Исходный текст:
▼

Едет ли он по весенней донской степи, пешком ли идет, но зачем-то спускается в Грушевую балку. И (цитата) «словно иной мир». Продолжим цитату: «Потекло время иное — медленное, тягучее; и жизнь, и сладкое забытье. Гудливые земляные пчелы не торопясь ищут сияющие цветы калужницы или звездочки гусиного лука — первый цвет. Красные клопы-солдатики, сбившись гурьбою, греются на старом пеньке. Рядом алая капелька божьей коровки спешит вверх по высохшему стеблю, хочет взлететь. Солнце — над головой; теплая земля; острый дух листовой прели и молодых горьких почек».
А летом? Продолжим цитату: «Это сказочный сон золотой… Жара, зной, но дышится легко. Идешь, трогаешь, обнимаешь цветущее, которое осыпает и дарит тебя золотистой пыльцой, лепестками, горьким соком и сладкой медвяной сытью. И вот уже ты весь пропах этой сладостью, терпкостью, горечью… Грушевая, Красная балка, Голубая — вся донская земля теперь словно женщина в самой спелой, знойной своей поре: ослепительно красива, горяча, сладка, пьяняще пахуча и так желанна. Вспоминают, что раньше, когда в ручной сенокос неделями жили в шалашах, на покосе, то самые красивые дети рождались в марте, через девять месяцев после косьбы».
В описании красоты природы донской, сегодня Борису Екимову равных нет. Да и будет ли? Одно и то же чудо дважды не случается. И потом ведь эта Грушевая балка совсем не Грушевая балка, которая на самом деле. Это «иное», о чем русские символисты рассудочно мечтали, а вот Борис Екимов увидел въяве, но не тогда, когда в Грушевой балке был, а потом, памятью какой-то особой.
Да-да. «А помнить будем иное…»
А образы его человеческие? Ни одного так называемого «типа» вы здесь не встретите. И даже шукшинское определение «характеры» здесь не подходит. Даже Мишка Абрек, споивший самогоном хутор и грабящий его стариковские копейки (пенсии матерей-старух, на которые, мучительно краснея от стыда, живут работящие дочери и сыновья, годами зарплаты не получая), даже этот мироед вовсе не тип и даже не характер. Это — Змей-Горыныч. Наложил оброк на село и грабит. И Надя, беженка из Чечни, которую Горыныч сделал своей наложницей, тоже не тип, хотя сколько их таких вот с Кавказа бежало, оставляя под угрозой нелюдей с волчьими глазами ключи в замках родовых домов, чтобы нелюдям потом двери не ломать, а входит неспешно, как в свой дом. Не тип это и даже не характер, а пронзительная память писателя, насмотревшегося горя людского, но вдруг прояснившего свое зрение до одной-единственной женской слезы, вобравшей в себя все женские слезы того еще совсем недавнего лихолетья. «Не надо плакать…» — называется рассказ. И — правда: не надо слезы в три ручья лить. Но одной женской слезой Нади-почтальонши этот жестокий, кровавый мир омыть — вот на что память писателя способна. Это память не избирательная, а собирательная и как бы соборующая, омывающая те грехи, о которых мы в суете забыли, но которые в Небесной Книге записаны.

▲

Список записей:
▼

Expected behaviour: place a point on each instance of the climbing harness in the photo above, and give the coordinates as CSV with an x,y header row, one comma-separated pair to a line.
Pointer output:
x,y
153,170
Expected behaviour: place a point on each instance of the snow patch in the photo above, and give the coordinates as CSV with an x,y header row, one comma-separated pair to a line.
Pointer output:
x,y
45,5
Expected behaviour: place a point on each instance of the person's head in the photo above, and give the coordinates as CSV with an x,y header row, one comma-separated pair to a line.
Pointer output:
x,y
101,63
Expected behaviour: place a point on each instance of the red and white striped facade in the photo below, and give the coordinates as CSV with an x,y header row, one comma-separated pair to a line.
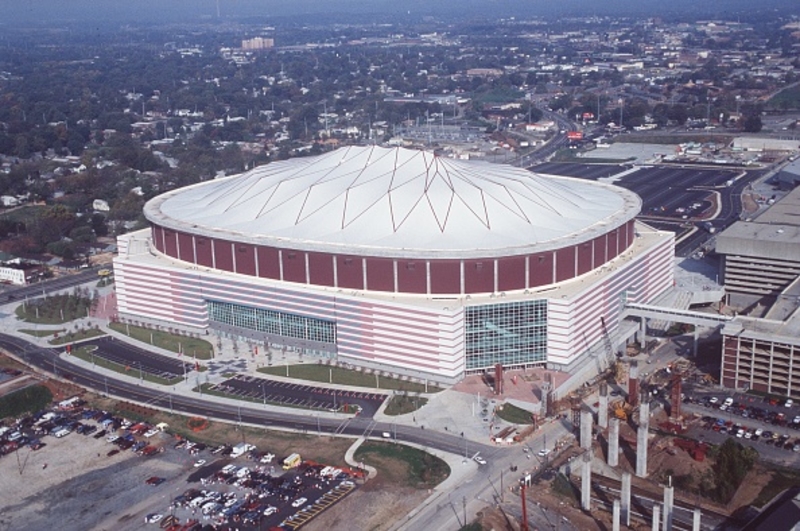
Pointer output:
x,y
397,247
416,335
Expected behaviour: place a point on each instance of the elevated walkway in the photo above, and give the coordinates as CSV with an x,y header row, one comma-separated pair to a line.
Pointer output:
x,y
692,317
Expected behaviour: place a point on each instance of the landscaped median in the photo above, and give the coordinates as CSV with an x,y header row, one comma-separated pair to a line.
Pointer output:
x,y
71,337
318,372
86,354
215,390
401,404
189,346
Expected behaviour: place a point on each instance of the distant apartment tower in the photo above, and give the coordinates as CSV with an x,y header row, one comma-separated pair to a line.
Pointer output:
x,y
257,43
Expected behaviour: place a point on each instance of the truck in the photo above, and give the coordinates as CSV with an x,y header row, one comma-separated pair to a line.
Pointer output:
x,y
241,449
709,227
293,461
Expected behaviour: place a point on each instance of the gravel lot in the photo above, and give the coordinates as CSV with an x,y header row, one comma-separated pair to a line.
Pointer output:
x,y
79,490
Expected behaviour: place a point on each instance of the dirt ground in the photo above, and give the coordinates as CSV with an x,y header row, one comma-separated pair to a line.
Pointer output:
x,y
83,488
374,507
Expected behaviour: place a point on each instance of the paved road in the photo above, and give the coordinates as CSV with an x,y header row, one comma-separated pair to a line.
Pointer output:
x,y
138,359
48,286
489,483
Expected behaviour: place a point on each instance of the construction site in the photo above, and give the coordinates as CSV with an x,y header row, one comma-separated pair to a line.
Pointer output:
x,y
632,463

▲

Задание:
Проверьте, соответствуют ли утверждения (а), (б) и (в) тексту о прозе Бориса Екимова. На каждое ответьте «да» или «нет» и приведите решающие слова текста точной цитатой.
(а) Весной в Грушевой балке земляные пчелы торопливо ищут цветы калужницы.
(б) Надя приехала в хутор беженкой из Чечни.
(в) Красные клопы-солдатики греются на нагретом солнцем камне.

Ожидаемый ответ:
(а) Нет: «Гудливые земляные пчелы не торопясь ищут сияющие цветы калужницы».
(б) Да: «И Надя, беженка из Чечни».
(в) Нет: «Красные клопы-солдатики, сбившись гурьбою, греются на старом пеньке».